**DATA ROWS**

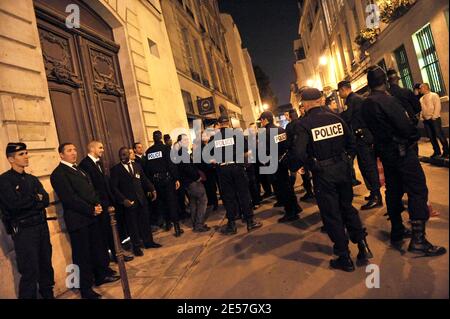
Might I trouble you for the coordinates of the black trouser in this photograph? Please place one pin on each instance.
(167, 199)
(181, 196)
(334, 195)
(286, 192)
(253, 184)
(88, 252)
(211, 187)
(266, 182)
(138, 223)
(307, 182)
(34, 260)
(367, 165)
(293, 179)
(404, 174)
(105, 223)
(235, 193)
(435, 133)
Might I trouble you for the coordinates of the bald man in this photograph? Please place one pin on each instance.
(93, 166)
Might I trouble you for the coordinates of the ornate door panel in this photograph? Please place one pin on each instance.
(84, 81)
(65, 84)
(107, 95)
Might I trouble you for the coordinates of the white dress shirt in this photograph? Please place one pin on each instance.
(431, 106)
(95, 160)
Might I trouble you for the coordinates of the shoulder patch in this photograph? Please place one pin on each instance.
(326, 132)
(280, 138)
(154, 155)
(224, 142)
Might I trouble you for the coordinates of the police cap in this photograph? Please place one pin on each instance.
(223, 119)
(343, 84)
(311, 94)
(267, 115)
(15, 147)
(376, 76)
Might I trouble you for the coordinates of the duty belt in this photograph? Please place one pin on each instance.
(159, 177)
(29, 221)
(330, 161)
(227, 163)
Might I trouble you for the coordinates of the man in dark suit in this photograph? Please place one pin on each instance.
(139, 152)
(93, 166)
(81, 207)
(130, 186)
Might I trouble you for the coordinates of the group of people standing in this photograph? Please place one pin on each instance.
(317, 143)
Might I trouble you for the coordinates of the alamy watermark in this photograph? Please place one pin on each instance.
(229, 146)
(373, 279)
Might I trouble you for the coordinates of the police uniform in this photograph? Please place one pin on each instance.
(364, 147)
(163, 173)
(324, 145)
(306, 176)
(285, 189)
(395, 142)
(233, 179)
(24, 216)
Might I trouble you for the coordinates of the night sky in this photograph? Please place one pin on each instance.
(268, 29)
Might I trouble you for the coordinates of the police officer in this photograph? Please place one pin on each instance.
(395, 139)
(232, 177)
(23, 201)
(287, 197)
(291, 136)
(406, 97)
(163, 173)
(324, 145)
(364, 144)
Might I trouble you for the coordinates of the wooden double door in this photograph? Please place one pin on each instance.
(84, 81)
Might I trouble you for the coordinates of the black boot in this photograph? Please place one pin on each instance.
(137, 251)
(364, 253)
(252, 224)
(308, 196)
(167, 226)
(344, 263)
(230, 229)
(375, 201)
(399, 234)
(178, 230)
(419, 243)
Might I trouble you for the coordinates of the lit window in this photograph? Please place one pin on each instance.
(428, 59)
(153, 48)
(403, 67)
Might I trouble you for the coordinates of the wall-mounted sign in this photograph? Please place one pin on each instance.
(206, 106)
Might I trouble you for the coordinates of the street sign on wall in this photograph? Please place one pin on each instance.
(206, 106)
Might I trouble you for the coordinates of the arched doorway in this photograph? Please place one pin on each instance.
(84, 80)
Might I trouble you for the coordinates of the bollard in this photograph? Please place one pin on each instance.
(119, 255)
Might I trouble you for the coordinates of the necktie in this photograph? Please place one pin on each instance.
(99, 165)
(130, 169)
(75, 166)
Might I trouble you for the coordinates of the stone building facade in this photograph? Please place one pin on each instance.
(112, 79)
(326, 52)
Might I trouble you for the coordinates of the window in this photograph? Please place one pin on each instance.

**TASK**
Give every row above as a numbered list with blank lines left out, and omit the pictures.

**OUTPUT OF THE EXERCISE**
1. Might I trouble you for the coordinates of the black trouser in this photograph? Please place one pin on each instance.
2. (167, 199)
3. (181, 196)
4. (334, 195)
5. (286, 192)
6. (253, 184)
7. (88, 252)
8. (211, 187)
9. (266, 182)
10. (138, 223)
11. (307, 182)
12. (34, 260)
13. (367, 165)
14. (293, 179)
15. (404, 174)
16. (105, 223)
17. (235, 193)
18. (435, 133)
19. Might I trouble you for the coordinates of the bald man in this photograph? Please place one pin on each instance.
20. (93, 166)
21. Might I trouble you for the coordinates of the ornate door panel in this photograph? Please place one pin on each instance.
22. (84, 81)
23. (65, 84)
24. (107, 95)
25. Might I trouble you for the coordinates of the white dress shirt in this photograph? Please place one pin on each instance.
26. (431, 106)
27. (95, 160)
28. Might I trouble you for the coordinates of the shoulder patch in this photograph? Please place one pin on each instance.
29. (326, 132)
30. (280, 138)
31. (154, 155)
32. (224, 142)
33. Might I trouble you for the coordinates of the police cap in this photograph? Please place one pin on each instance.
34. (223, 119)
35. (343, 84)
36. (311, 94)
37. (267, 115)
38. (15, 147)
39. (376, 76)
40. Might I trouble you for the coordinates of the duty belt in this photograph? Please place one pin on each instance.
41. (159, 177)
42. (29, 221)
43. (330, 161)
44. (227, 163)
45. Might I trouble you for the coordinates of the man in dark suit in this photograph? Please place one pin on each instance.
46. (139, 152)
47. (93, 166)
48. (81, 207)
49. (130, 186)
50. Might I trouble you for the coordinates of the group of people standing in this photograph? Please place one pin on each instance.
51. (317, 143)
52. Might I trouble you for the coordinates of the alamy watermark in this photograph? Please place one pin on each instance.
53. (229, 146)
54. (373, 279)
55. Might I trouble you for the coordinates of the police uniform in this photograph? Please place one pin on each instance.
56. (364, 147)
57. (163, 173)
58. (324, 145)
59. (306, 176)
60. (285, 189)
61. (395, 142)
62. (233, 179)
63. (24, 216)
64. Might I trouble you for the coordinates of the night sky in this photograph? Please place one pin on each instance.
65. (268, 29)
66. Might I trouble you for the coordinates of the police officer in this photograph? Please place one pin on each instance.
67. (395, 139)
68. (232, 177)
69. (23, 201)
70. (287, 197)
71. (291, 136)
72. (406, 97)
73. (163, 173)
74. (324, 145)
75. (364, 144)
76. Might I trouble you for the coordinates of the wooden double door in this photograph? Please place one pin on each instance.
77. (84, 81)
78. Might I trouble you for the coordinates of the black boot in this photograph? Please place one pin on each instance.
79. (137, 251)
80. (364, 253)
81. (252, 224)
82. (308, 196)
83. (167, 226)
84. (344, 263)
85. (230, 229)
86. (375, 201)
87. (399, 234)
88. (178, 230)
89. (419, 243)
90. Might I trouble you for the coordinates of the lit window in this photograph? Please place one pin on each instance.
91. (428, 59)
92. (153, 48)
93. (403, 67)
94. Might I trouble you for the coordinates of the wall-mounted sign in this photograph? Please place one pin on each instance.
95. (206, 106)
96. Might I trouble you for the coordinates of the street sign on wall in this photograph? Please place one pin on each instance.
97. (206, 106)
98. Might I trouble you for the coordinates of the arched doorway in this photograph? Please place one pin on each instance.
99. (84, 80)
100. Might I trouble you for the coordinates of the bollard in this photograph? Please place one pin on each instance.
101. (119, 255)
102. Might I trouble you for the coordinates of the necktie in this photograph? Please place one pin on each instance.
103. (99, 165)
104. (130, 169)
105. (75, 166)
106. Might I trouble you for the coordinates of the stone building facade in this photograph? Please place one pin on each instance.
107. (112, 79)
108. (326, 52)
109. Might I trouble you for the coordinates of the window in this photograph? Please place one pin on each instance.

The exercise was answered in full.